Le putsch des généraux ou putsch d’Alger
Le samedi 22 avril, la population d’Alger apprend à 7 heures du matin, par un message lu à la radio que « l’armée a pris le contrôle de l’Algérie et du Sahara ».
Dans la nuit , des parachutistes et des légionnaires se sont emparés de tous les centres nerveux d’Alger. Les trois généraux, Maurice Challe, Edmond Jouhaud et André Zeller, rejoints par Salan le 23, et en accord avec les colonels Godart, Argoud et Lacheroy, ont fait arrêter le délégué général du gouvernement, Jean Morin, le ministre des Transports, Robert Buron, qui se trouvait en voyage, et un certain nombre d’autorités civiles et militaires, sans résistance. Mais ils se refusent à armer les Pieds-noirs qui les soutiennent.

Il ne s’agit pas de prendre le pouvoir ; ce qui importe, c’est la « pacification ». Challe se sent frustré de la victoire qu’il escomptait et il a promis à ses officiers de ne pas abandonner l’Algérie. Par ce coup de force, ils entendent tenir le serment fait par l’armée de garder l’Algérie à la France.
Quelques régiments se mettent sous les ordres des généraux.
À Paris, la police arrête, dès six heures du matin, le général Jacques Faure, six autres officiers et quelques civils impliqués dans le « complot de Paris » censé relayer en métropole le soulèvement.
L’état d’urgence est décrété en Algérie. Les partis de gauche, les syndicats et la Ligue des droits de l’homme appellent à manifester « l’opposition des travailleurs et des démocrates au coup de force d’Alger ».
Vers 19h, le général Challe s’exprime à la radio d’Alger :
« Je suis à Alger avec les généraux Zeller et Jouhaud, et en liaison avec le général Salan pour tenir notre serment, le serment de l’armée de garder l’Algérie pour que nos morts ne soient pas morts pour rien. Un gouvernement d’abandon […] s’apprête aujourd’hui à livrer définitivement l’Algérie à l’organisation extérieure de la rébellion. […] L’armée ne faillira pas à sa mission et les ordres que je vous donnerai n’auront jamais d’autres buts.
Le mouvement s’épuise au bout de quelques jours, surtout en métropole où la dynamique n’a pas pris. Progressivement, les troupes ayant suivi les généraux se rendent. Le 26 avril le commandant Denoix de Saint-Marc, qui avait le premier suivi les généraux, se constitue prisonnier et négocie la reddition du général Challe aussitôt transféré en métropole. Zeller disparaît dans les rues d’Alger, il se rend quelques jours plus tard. Les généraux Salan et Jouhaud, les colonels Argoud, Godard, Gardes et le capitaine Sergent entrent en clandestinité et rejoindront l’OAS.
220 officiers sont relevés de leur commandement, 114 sont traduits en justice. Le groupement des commandos de l’air ainsi que trois régiments ayant pris part au putsch (1er régiment étranger de parachutistes, 14e régiment de chasseurs parachutistes et du 18e régiment de chasseurs parachutistes) sont dissous par ordre du chef de l’État. L’état-major d’autres régiments est dissous et reconstitué : 1er et 9e RCP, 2e, 3e et 8e RPIMA.

_Consigne écrite A:_ Citez tous les militaires qui, selon le texte sur le putsch d'Alger, entrent en clandestinité, en précisant le grade de chacun.
_Consigne écrite B:_ Rédigez la suite du texte sur le putsch d'Alger à partir de sa dernière phrase.

_Données brutes:_

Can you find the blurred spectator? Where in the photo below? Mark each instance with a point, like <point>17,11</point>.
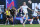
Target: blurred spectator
<point>0,11</point>
<point>9,17</point>
<point>29,1</point>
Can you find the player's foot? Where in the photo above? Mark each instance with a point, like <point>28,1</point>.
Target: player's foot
<point>23,25</point>
<point>30,23</point>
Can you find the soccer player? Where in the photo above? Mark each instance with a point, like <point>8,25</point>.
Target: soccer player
<point>24,8</point>
<point>8,15</point>
<point>35,15</point>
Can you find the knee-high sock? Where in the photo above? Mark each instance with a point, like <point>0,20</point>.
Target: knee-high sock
<point>31,21</point>
<point>38,20</point>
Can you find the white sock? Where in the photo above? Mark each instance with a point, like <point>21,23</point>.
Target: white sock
<point>38,20</point>
<point>31,21</point>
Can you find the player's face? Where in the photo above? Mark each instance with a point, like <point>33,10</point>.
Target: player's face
<point>36,7</point>
<point>24,3</point>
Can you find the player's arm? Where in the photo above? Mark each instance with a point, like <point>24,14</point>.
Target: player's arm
<point>30,9</point>
<point>37,12</point>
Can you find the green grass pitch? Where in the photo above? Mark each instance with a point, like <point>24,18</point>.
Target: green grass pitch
<point>19,25</point>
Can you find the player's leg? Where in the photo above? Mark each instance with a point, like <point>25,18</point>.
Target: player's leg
<point>32,20</point>
<point>38,19</point>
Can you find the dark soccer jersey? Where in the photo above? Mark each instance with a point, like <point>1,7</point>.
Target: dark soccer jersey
<point>12,12</point>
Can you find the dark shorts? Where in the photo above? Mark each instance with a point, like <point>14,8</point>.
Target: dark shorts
<point>9,16</point>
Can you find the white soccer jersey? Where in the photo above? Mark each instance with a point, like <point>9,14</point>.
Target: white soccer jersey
<point>35,12</point>
<point>25,9</point>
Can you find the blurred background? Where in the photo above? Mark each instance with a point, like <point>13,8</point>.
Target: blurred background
<point>4,4</point>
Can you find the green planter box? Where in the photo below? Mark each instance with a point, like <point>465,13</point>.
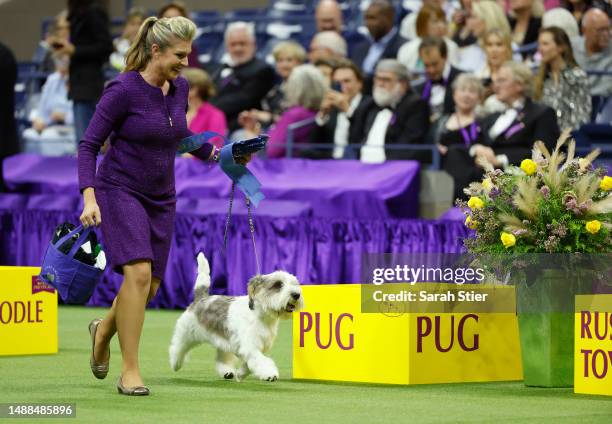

_Réponse A:_ Le général Salan, le général Jouhaud, le colonel Argoud, le colonel Godard, le colonel Gardes et le capitaine Sergent.

_Réponse B:_
Environ un millier d’officiers hostiles à la politique du gouvernement ou par solidarité avec les putschistes démissionnent à cette période, soit 3 % des officiers d’active de l’armée française.
Le Haut Tribunal militaire condamne Maurice Challe et André Zeller à 15 ans de réclusion. Ils sont amnistiés et réintégrés dans leurs dignités militaires sept ans plus tard. Salan et Jouhaud entrent dans la clandestinité et poursuivent leur action au sein de l’OAS. Arrêté le 24 mars 1962 Jouhaud est condamné à la peine de mort, Salan arrêté le 20 avril 1962, qu’on s’attend à voir condamné à la même peine, est défendu par l’avocat et homme politique maître Tixier-Vignancour qui, en mettant en cause la politique algérienne de de Gaulle, sauve sa tête.
Les généraux putschistes encore vivants sont réintégrés dans l’armée (corps de réserve) en novembre 1982, par une loi d’amnistie.
Pierre Sidos sur le putsch des généraux :
L’objectif du putsch des généraux était de renverser de Gaulle. Nous souhaitions lancer ce putsch simultanément à Paris et à Alger. Jeune Nation avait proposé son aide sur Paris car nous avions constitué un stock d’armes et de tenues militaires camouflées, des reliquats de la guerre. Nous souhaitions nous emparer de l’École militaire lors du putsch mais nous avons été écartés au dernier moment par les généraux d’Alger. Notre mouvement était considéré comme trop marqué politiquement. À Alger, des membres de Jeune Nation ont toutefois participé aux opérations mais sans succès.
Comme le disait si bien Maurice Barrés, « les militaires sont faits pour commander mais non pour gouverner ». Je me rappelle par exemple que l’un des conjurés, le colonel Godard, ignorait que dans sa circonscription militaire, il y avait des transmetteurs radio. Lors d’une réunion clandestine, il était venu me voir en stationnant sa voiture devant la maison où il avait rendez-vous. J’ai alors compris que les militaires français n’étaient pas faits pour la vie en clandestinité et que notre putsch était voué à l’échec, ce qui n’a pas manqué d’arriver. (Entretien paru dans le numéro 5 de la revue Charles d’avril 2013)
Le sigle OAS (Organisation armée secrète) est né à Madrid, en février 1961, d’un groupe d’exilés politiques ; il sera popularisé en Algérie et partout ensuite à partir de mai 1961, après l’échec d’un sursaut militaire connu sous le nom de « putsch des généraux ». (Entretien paru dans le n° 2 de la seconde version papier de Jeune nation, en décembre 1993).